Study questions —
(a) List every person named in the article on the hospital summer medical camp.
(b) From the article on the hospital summer medical camp, reproduce word for word the stretch from "Before this job, Cobert" through "health care fields.".
(c) Translate this sentence from the article on the hospital summer medical camp into Spanish: "Before this job, Cobert worked as a surgical technologist, laying out the supplies and instruments in the operating room."

As the U.S. population ages, there's a growing need for health care workers. A program in Warrenton, Virginia, gives teens interested in medicine a taste of the available careers in the field.
“If I see you contaminate the field, I have to tell you,” Wendy Greenwood reminds a group of teens who are dressed in green surgery scrubs.
They look like young medical students, but they haven’t even finished secondary school. Nevertheless, they are learning skills professionals use every day at the hospital.
In this class, they will practice suturing, not simple stitches, but "the kind you put on the inside of the body,” says Greenwood, a registered nurse at Fauquier Hospital.
She and a colleague founded the hospital's summer medical camp five years to inspire young people to enter the healthcare field.
“We thought about what are the kinds of things that we could do, that would be exciting, that would be hands on.”
Suturing is a favorite, and a skill Greenwood says she didn’t learn until she was a nurse.
The teens’ "patients" are pigs' feet. But the suture kits are the same as those used in the emergency room.
Because they all attended the medical camp last summer, these teens have sutured before, but Xing Zhang, 16, says, "This year was a little more advanced and we learned how to staple."
They did other new things, as well, including applying plaster casts on each other, moving a pretend accident victim to a backboard, and dissecting a fetal pig.
After attending medical camp last summer, Shreyas Garga, 16, was eager to come back for the second session this year.
“Last year, in level one, where I learned basic suturing, it was pretty much the stepping stone to when I knew I wanted to be a surgeon," he says.
Many of the teens sign up for the program with the idea of becoming a doctor or nurse, but they learn about other careers as well, such as a surgical first assistant.
That’s Thomas Cobert’s title. “Basically I take the place of a surgeon if there is not one available to assist another surgeon in a surgery.”
Before this job, Cobert worked as a surgical technologist, laying out the supplies and instruments in the operating room.
He wishes they had had a program like this when he was a teen.
“If I had known about surgical technology and surgical assist, coming out of high school, I would have just jumped right at the opportunity,” Cobert says.
Instead, it took him more than five years to discover it existed.
The hope is that the teens who participate in medical camp enter the health care field and also work at Fauquier Hospital.
Emily Kacsmar came back as a nurse. She says the program was helpful. “It’s such a good, broad overview of anything medical you could ever want to get involved in, especially in a hospital setting.”
Although it's too soon to know the program's impact, two former campers are in pre-med programs in college and many more are studying nursing or other health care fields.
And the summer camp has grown from one session with 15 students the first year, to five sessions with a total of more than 100 this summer.

Excerpted records —
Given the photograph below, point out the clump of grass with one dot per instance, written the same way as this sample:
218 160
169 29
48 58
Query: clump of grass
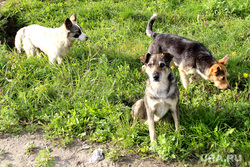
90 95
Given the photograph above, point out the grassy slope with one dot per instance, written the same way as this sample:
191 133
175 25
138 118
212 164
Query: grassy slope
91 94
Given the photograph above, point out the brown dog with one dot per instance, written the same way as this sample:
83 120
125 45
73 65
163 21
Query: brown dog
190 56
161 93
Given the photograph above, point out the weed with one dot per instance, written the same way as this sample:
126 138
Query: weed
44 158
90 95
30 149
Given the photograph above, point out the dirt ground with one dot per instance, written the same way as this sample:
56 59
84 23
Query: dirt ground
13 153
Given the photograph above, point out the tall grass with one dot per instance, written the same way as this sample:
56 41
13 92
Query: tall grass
90 95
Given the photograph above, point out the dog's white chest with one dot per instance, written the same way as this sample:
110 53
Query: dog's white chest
161 107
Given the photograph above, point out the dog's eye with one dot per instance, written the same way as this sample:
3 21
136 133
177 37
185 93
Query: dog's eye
162 65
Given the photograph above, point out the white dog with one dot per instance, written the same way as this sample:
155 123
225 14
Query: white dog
54 42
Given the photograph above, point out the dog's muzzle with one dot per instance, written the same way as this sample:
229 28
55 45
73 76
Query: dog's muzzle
156 76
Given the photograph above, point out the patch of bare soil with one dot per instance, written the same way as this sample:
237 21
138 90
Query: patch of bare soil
14 153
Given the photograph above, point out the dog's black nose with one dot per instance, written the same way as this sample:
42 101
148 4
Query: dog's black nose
156 76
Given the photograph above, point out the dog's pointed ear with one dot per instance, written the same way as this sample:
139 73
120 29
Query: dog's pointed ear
145 58
224 60
168 56
73 18
68 24
215 69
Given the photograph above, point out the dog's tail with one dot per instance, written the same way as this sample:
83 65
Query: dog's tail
19 38
149 30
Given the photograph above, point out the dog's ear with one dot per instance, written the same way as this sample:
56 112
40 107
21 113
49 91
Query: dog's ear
224 60
68 24
215 69
168 56
145 58
73 19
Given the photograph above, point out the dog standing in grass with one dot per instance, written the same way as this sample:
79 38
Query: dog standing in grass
161 94
54 42
190 56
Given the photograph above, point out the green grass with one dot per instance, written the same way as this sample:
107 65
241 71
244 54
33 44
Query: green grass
90 95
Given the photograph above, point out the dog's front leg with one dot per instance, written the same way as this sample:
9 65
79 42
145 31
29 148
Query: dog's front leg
151 125
175 114
183 75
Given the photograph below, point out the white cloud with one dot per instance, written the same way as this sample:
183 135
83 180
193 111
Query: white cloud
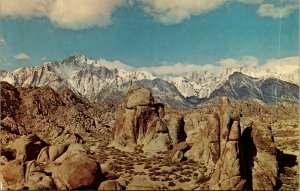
44 59
250 1
2 41
81 14
21 56
23 8
178 10
269 10
69 14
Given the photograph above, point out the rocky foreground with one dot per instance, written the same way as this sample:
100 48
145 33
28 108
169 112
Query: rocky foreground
54 140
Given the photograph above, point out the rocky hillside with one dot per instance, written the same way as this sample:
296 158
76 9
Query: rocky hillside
93 81
55 140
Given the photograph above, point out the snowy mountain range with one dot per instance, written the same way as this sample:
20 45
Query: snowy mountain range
94 82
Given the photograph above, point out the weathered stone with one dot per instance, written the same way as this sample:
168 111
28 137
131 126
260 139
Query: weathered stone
143 124
265 170
138 96
27 147
110 185
77 172
13 172
178 156
73 149
39 181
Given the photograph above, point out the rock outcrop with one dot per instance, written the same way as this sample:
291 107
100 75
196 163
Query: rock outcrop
206 148
110 185
261 162
140 121
236 160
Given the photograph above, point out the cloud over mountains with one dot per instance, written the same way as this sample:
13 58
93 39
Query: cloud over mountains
83 14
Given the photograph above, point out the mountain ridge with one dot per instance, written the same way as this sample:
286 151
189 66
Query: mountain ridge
95 82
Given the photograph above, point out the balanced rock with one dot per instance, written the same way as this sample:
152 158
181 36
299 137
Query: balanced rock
265 169
140 121
13 172
27 147
138 96
227 173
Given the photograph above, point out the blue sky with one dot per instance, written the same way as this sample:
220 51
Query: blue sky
148 33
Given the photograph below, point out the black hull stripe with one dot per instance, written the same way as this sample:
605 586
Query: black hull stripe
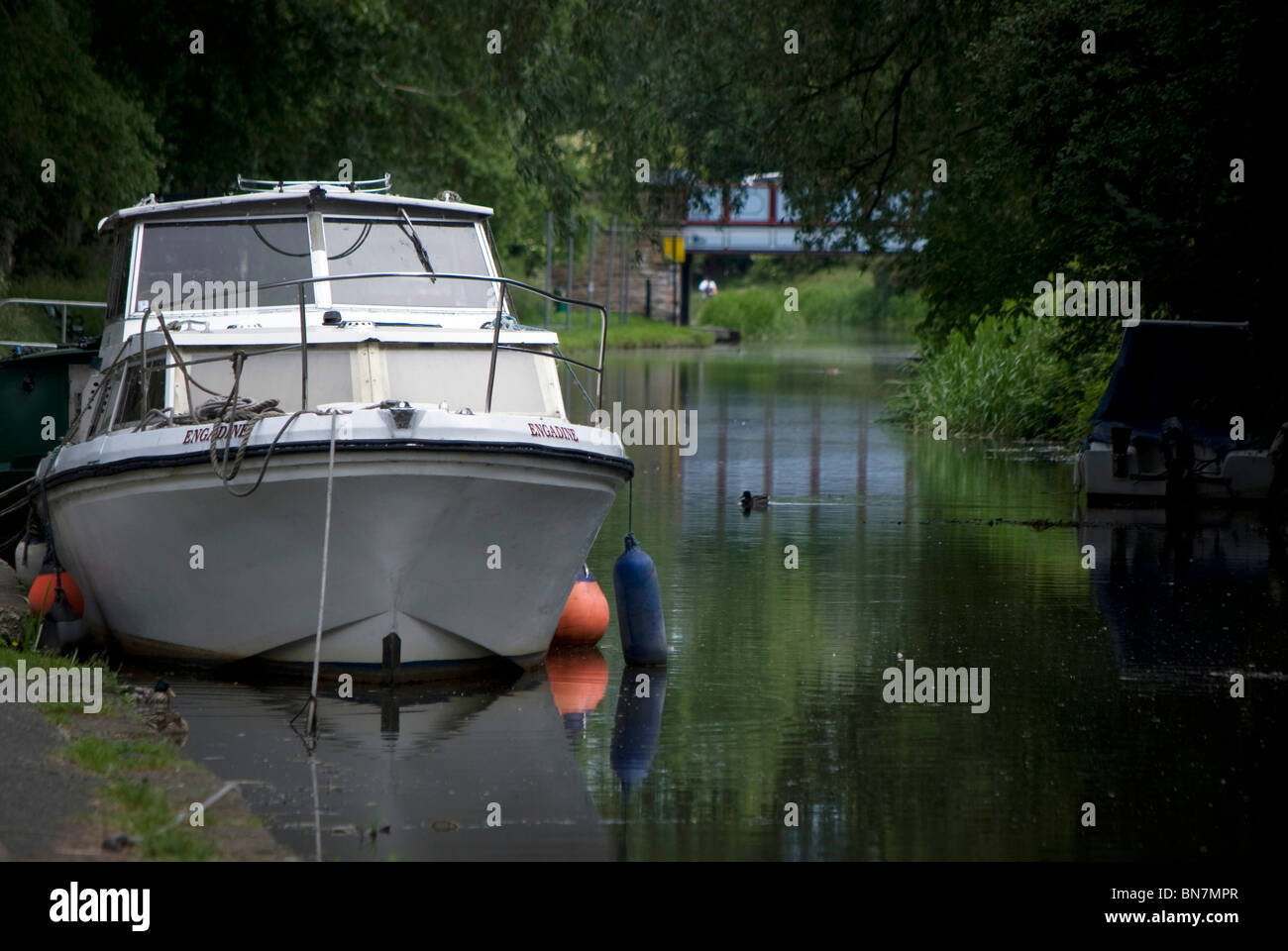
176 461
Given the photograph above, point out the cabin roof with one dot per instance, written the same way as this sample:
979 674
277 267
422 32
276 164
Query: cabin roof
297 197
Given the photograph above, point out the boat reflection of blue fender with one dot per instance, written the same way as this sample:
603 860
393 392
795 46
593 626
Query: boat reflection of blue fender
638 724
1189 594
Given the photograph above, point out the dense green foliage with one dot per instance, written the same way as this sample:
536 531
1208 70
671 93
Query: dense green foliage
1052 158
1009 377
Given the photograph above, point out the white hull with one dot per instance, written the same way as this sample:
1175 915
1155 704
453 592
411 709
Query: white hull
411 531
1245 476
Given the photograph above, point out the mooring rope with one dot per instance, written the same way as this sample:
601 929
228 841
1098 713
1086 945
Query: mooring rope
326 552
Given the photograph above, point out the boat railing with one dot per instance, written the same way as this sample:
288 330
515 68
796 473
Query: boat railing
597 369
47 302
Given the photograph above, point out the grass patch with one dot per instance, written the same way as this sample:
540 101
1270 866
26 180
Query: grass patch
636 333
143 810
134 805
838 296
22 647
1012 377
33 324
108 757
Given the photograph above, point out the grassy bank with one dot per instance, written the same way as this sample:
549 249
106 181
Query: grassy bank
758 303
1016 375
142 783
33 324
636 333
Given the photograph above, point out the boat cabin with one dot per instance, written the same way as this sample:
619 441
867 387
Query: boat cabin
389 292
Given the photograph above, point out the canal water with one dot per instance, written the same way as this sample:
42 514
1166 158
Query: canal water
1109 732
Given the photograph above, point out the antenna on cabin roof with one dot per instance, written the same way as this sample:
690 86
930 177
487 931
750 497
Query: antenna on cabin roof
263 184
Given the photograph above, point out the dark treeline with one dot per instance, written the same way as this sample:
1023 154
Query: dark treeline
1115 163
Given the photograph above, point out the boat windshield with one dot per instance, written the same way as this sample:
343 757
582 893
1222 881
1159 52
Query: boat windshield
215 265
359 247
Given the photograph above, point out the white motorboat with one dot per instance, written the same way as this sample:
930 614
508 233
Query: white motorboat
1184 420
265 346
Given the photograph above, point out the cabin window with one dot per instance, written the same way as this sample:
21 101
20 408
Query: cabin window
107 393
120 279
359 247
130 407
275 375
219 265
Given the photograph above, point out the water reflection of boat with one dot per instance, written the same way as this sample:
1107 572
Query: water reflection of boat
636 724
429 780
1193 594
1183 420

Responses in order —
(a) Wendy Greenwood, Xing Zhang, Shreyas Garga, Thomas Cobert, Emily Kacsmar

(b)
Before this job, Cobert worked as a surgical technologist, laying out the supplies and instruments in the operating room.
He wishes they had had a program like this when he was a teen.
“If I had known about surgical technology and surgical assist, coming out of high school, I would have just jumped right at the opportunity,” Cobert says.
Instead, it took him more than five years to discover it existed.
The hope is that the teens who participate in medical camp enter the health care field and also work at Fauquier Hospital.
Emily Kacsmar came back as a nurse. She says the program was helpful. “It’s such a good, broad overview of anything medical you could ever want to get involved in, especially in a hospital setting.”
Although it's too soon to know the program's impact, two former campers are in pre-med programs in college and many more are studying nursing or other health care fields.

(c) Antes de este trabajo, Cobert trabajó como tecnólogo quirúrgico, disponiendo los suministros y el instrumental en el quirófano.